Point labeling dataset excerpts
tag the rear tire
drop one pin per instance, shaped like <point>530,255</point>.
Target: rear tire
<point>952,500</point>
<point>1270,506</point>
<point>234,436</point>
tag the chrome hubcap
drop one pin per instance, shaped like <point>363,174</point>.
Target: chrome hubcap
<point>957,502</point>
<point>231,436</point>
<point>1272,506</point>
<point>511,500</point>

Exercise description
Arrange every line of the data above as a Markdown table with the columns Row and Data line, numbering the rows in order and omitting any blank lines.

Correct answer
| Row | Data line |
|---|---|
| 1 | tag the rear tire |
| 2 | drop one pin per instance, shaped like <point>530,255</point>. |
| 3 | Target: rear tire |
| 4 | <point>952,500</point> |
| 5 | <point>1270,506</point> |
| 6 | <point>234,436</point> |
| 7 | tag the chrome hubcap |
| 8 | drop one pin per instance, shaped like <point>363,174</point>. |
| 9 | Target: chrome hubcap |
| 10 | <point>957,502</point> |
| 11 | <point>231,436</point> |
| 12 | <point>1272,506</point> |
| 13 | <point>511,500</point> |